It was too wet to go out, it was too wet to play...
It rained and it rained and it rained.  Piglet told himself that never in all his life, and he was goodness knows how old – three, was it, or four? – never had he seen so much rain.  Days and days and days….                              Winnie-the-Pooh, A. A. Milne
                Oh, all right.  It hasn’t been days and days and days. But it feels like it.  At least every other day.  Monday I woke up to pouring rain and high winds.  The world was drenched.  What was the point of getting up?  What was the point of getting dressed?  It was certainly far too wet to garden.  Humph!
                I did eventually get up.  I had tea, and a long drawn out breakfast (Lent is over!  I can have a pecan roll!).  I read, and puttered.  I did not let myself go back to bed and pull the covers over my head, which was very tempting.    I listened to the rain drum on the roof and skylights and the wind roaring in the trees and whistling around the downspouts. The daffodils did their William Wordsworth thing, only in the rain not the sun.  I watched the trees swaying and thrashing, and the birds clinging to the wildly swinging feeder.  Somehow they managed to hang on and eat.  I was glad I’d remembered to refill it the night before.  The wind and the rain caused waves in the birdbaths.  Surf’s up!
                It was a restless day.  I wanted to go somewhere.  I have not gone anywhere for a couple of weeks.  I have not even left my yard.  (So much for walking every day.) I usually don’t go much of anywhere other than to work, or the grocery store, or to church.  Now work and church are closed.  I have a small grocery list, but - are those items really necessary?  On the whole, yes.  But I’ve put them off, feeling vaguely guilty at the idea of going to the store.  What can I say?  I was brought up to follow the rules and have a conscience.  It’s a nuisance sometimes.
                Thinking wistfully of visiting bookstores, I managed to get my act together and accomplish a few things.  I scrubbed the shower.  I washed sheets.  I cut my toenails and rubbed lotion into my feet, gave myself a foot massage and a foot workout.  Feet need TLC too, and we do take them for granted.  And it takes so little to make them happy.  I washed the throws on the bed which the cats sleep on.  They’ll be covered in cat hairs within 48 hours, but I can admire their cleanness until then.  I went through and discarded more magazines.  I decided there weren’t enough dishes yet to bother washing.  I drank more tea and read some Winnie-the-Pooh, because it was that kind of day.

■ **STATED PROBLEM**:
Continue the rainy-day essay above, starting right after its last sentence.

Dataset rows

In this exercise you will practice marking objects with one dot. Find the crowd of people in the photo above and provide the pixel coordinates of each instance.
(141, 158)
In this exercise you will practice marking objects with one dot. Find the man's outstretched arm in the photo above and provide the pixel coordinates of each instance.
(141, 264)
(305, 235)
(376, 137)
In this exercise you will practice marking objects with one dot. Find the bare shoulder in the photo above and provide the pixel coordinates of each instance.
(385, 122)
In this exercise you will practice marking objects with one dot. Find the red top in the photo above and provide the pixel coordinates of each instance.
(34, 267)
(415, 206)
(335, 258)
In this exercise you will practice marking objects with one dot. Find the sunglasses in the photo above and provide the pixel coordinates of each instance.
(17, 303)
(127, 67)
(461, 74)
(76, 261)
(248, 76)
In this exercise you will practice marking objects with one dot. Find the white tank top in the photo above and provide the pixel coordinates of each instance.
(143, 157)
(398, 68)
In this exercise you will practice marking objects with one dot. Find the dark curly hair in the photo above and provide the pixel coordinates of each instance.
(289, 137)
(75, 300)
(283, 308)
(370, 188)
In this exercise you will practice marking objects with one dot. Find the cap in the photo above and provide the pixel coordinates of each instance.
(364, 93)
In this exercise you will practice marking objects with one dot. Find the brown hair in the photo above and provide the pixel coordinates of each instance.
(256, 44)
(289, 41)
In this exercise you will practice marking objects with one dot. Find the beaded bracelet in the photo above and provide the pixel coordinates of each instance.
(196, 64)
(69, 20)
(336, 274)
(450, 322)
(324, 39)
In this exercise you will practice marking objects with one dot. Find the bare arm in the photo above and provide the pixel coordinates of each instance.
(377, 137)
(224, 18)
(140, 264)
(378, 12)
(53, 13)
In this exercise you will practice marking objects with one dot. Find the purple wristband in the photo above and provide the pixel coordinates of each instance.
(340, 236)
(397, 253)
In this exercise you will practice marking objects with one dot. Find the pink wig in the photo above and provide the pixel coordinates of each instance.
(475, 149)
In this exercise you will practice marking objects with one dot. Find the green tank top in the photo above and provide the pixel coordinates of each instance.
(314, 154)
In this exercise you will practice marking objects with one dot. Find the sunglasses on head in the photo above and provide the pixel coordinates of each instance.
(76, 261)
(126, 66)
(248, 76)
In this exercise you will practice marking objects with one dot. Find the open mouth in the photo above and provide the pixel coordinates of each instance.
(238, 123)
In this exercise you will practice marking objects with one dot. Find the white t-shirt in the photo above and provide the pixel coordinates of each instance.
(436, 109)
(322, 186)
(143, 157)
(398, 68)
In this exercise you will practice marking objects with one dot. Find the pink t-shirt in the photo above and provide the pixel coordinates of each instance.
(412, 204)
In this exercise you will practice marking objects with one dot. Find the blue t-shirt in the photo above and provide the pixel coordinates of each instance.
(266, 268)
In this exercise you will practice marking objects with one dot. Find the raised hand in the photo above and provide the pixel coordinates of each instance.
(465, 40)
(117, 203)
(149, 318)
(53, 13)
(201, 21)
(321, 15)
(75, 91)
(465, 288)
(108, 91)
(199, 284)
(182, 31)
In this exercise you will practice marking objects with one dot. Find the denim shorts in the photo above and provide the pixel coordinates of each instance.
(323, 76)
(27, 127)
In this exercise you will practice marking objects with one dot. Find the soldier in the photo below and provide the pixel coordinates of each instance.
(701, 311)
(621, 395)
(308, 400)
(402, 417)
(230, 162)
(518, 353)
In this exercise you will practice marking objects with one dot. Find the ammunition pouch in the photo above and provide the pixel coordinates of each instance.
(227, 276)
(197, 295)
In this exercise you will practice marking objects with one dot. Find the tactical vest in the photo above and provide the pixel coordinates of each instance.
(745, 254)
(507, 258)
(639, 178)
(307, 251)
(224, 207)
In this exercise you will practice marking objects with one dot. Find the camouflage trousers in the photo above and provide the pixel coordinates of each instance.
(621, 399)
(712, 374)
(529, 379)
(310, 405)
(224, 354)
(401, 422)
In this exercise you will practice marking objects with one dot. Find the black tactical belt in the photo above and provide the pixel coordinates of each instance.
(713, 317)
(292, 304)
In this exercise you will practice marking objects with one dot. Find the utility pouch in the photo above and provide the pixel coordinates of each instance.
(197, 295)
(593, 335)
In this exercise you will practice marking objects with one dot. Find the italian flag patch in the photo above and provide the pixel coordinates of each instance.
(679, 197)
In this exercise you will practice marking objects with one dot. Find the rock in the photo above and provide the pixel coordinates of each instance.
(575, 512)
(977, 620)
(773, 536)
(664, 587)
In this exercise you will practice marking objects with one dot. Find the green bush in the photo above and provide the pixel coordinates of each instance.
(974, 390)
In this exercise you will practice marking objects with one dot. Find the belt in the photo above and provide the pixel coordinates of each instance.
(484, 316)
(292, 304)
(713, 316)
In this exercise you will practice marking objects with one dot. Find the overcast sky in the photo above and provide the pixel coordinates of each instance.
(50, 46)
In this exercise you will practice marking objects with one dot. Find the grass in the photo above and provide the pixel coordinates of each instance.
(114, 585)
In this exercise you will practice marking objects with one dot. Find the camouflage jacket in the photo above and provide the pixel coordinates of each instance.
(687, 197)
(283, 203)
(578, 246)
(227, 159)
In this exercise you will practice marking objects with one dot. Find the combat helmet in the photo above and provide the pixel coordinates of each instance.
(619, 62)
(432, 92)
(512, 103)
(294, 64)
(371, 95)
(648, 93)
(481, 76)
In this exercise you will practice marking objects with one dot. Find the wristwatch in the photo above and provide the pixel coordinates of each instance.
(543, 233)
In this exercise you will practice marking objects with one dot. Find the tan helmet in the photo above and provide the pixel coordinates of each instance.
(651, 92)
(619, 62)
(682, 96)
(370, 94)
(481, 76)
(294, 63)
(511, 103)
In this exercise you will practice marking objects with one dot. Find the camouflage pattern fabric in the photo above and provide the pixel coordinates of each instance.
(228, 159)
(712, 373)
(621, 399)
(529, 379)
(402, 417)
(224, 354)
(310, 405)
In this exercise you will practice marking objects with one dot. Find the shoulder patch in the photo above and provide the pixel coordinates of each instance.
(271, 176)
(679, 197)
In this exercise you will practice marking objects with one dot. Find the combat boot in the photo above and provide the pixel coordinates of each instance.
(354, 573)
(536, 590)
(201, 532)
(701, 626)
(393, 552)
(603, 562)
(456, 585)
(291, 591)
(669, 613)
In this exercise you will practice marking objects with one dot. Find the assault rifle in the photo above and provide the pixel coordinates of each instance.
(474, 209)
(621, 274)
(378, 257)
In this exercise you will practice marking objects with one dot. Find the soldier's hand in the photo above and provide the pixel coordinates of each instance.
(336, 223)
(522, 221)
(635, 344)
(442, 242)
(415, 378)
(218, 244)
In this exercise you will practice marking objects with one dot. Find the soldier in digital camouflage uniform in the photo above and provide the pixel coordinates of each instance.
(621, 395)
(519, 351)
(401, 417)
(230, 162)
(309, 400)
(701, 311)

■ **REPLY**:
                All three of us were restless, which only exacerbated the feeling.  At least my husband gets to go to the post office six days a week, and to his office for a few hours most mornings.  And his home office is upstairs in the loft.  Otherwise it’s rather hard to escape from each other in our small house.  Of course, if I got my work table in Zee’s old room cleared off I could escape there and write something, or make something.  At the moment it’s piled with books and papers and miscellaneous items I can’t quite bring myself to get rid of, or find a place for.  So I postpone making those decisions.  I’ve always been an expert at putting off till tomorrow what I should be doing today.  That way I’ll never run out of things to do, right?  Isn’t that the way it’s supposed to work?
                Whew!  It was actually a relief to go to bed and read myself to sleep.  And, Hallelujah! it had stopped raining!

                The wind was against them now, and Piglet’s ears streamed behind him like banners as he fought his way along, and it seemed like hours before he got them into the shelter of the Hundred Acre Wood and they stood up straight again, to listen, a little nervously, to the roaring of the gale among the tree-tops.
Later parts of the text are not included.